- _TEXTE FOURNI_
Sans avoir le même niveau de hype, l’astromancien était également très attendu, et sans pour autant prétendre à un ratage complet, a déçu au lancement. Ce rôle de soin se veut polyvalent avec un système de secte diurne ou nocturne pour changer d’orientation selon les circonstances, soin direct par régénération ou boucliers, reprenant donc selon le cas des concepts du mage blanc ou de l’érudit. Quelques buffs d’assistance hérités de la magie temporelle et un système de cartes aléatoires pour buffer le groupe vient panacher le tout. Au delà d’un aspect visuel très réussi, en particulier la robe emblématique qui a littéralement laissé des étoiles dans les yeux de beaucoup, l’astromancien est donc une classe peu portée à l’inactivité, qui doit savoir équilibrer offense et défense comme tout bon soin tout en gérant le potentiel des cartes, qui peuvent devenir assez élaborées dans les groupes à huit. Si les bases étaient saines et le job valide jusqu’à un niveau de jeu moyen, il a toutefois souffert à haut niveau de soucis d’équilibrage qui l’ont poursuivi jusque tard dans l’extension.
Après ces deux poids lourds, le machiniste tient presque lieu de l’anecdote. Le DPS du lot, il part chasser le rôle de pseudo-soutien jusque là réservé aux bardes. Sa particularité principale est une tourelle qui fonctionne comme un familier léger, et peut au besoin régénérer les PM ou PT en sacrifiant temporairement sa capacité offensive. Pour le combat à proprement parler, il fonctionne sur la base d’un unique combo 1-2-3 dont chaque composant a une chance de proc pour supprimer le temps de cast du suivant. Un système de munitions permet de forcer ces procs, tout le jeu sera donc de gérer ses balles pour se libérer des temps de cast pour gagner en mobilité et intégrer les nombreux buffs dans sa rotation, en particulier « Flambée » dont le timing sera critique pour infliger des dégâts satisfaisants. Outre l’absence de hype initiale, l’aspect aléatoire impossible à supprimer et le niveau de jeu nécessaire pour arriver à une performance intéressante en jonglant correctement avec les buffs a fait du machiniste un certain bide au lancement. L’équilibrage en sa faveur a mené la communauté à en faire un job très demandé, mais toujours le moins joué à l’heure actuelle.
Anciens jobs, équilibrage général
Les anciens jobs ne sont pas en reste, et Heavensward leur a tous apportés cinq nouvelles compétences. On notera qu’elles sont toutes attachées aux jobs uniquement, ce qui pousse définitivement les classes aux oubliettes de l’histoire.

- _CONSIGNES_
• 1. D'après le texte sur les jobs de Heavensward, quelle est la particularité principale du machiniste ?
• 2. Recopiez mot pour mot le passage du texte sur les jobs de Heavensward qui commence à « Anciens jobs, équilibrage » et se termine à « oubliettes de l’histoire. ».
Ces lignes proviennent d'une source distincte du texte.

- _LIGNES DE DONNÉES_

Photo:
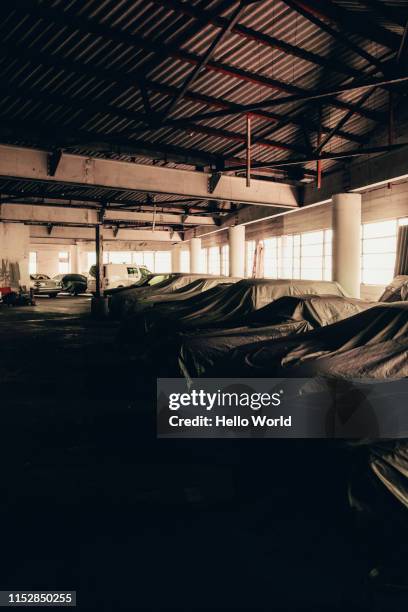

- _RÉPONSES ATTENDUES_
• 1. Une tourelle qui fonctionne comme un familier léger.

• 2.
Anciens jobs, équilibrage général
Les anciens jobs ne sont pas en reste, et Heavensward leur a tous apportés cinq nouvelles compétences. On notera qu’elles sont toutes attachées aux jobs uniquement, ce qui pousse définitivement les classes aux oubliettes de l’histoire.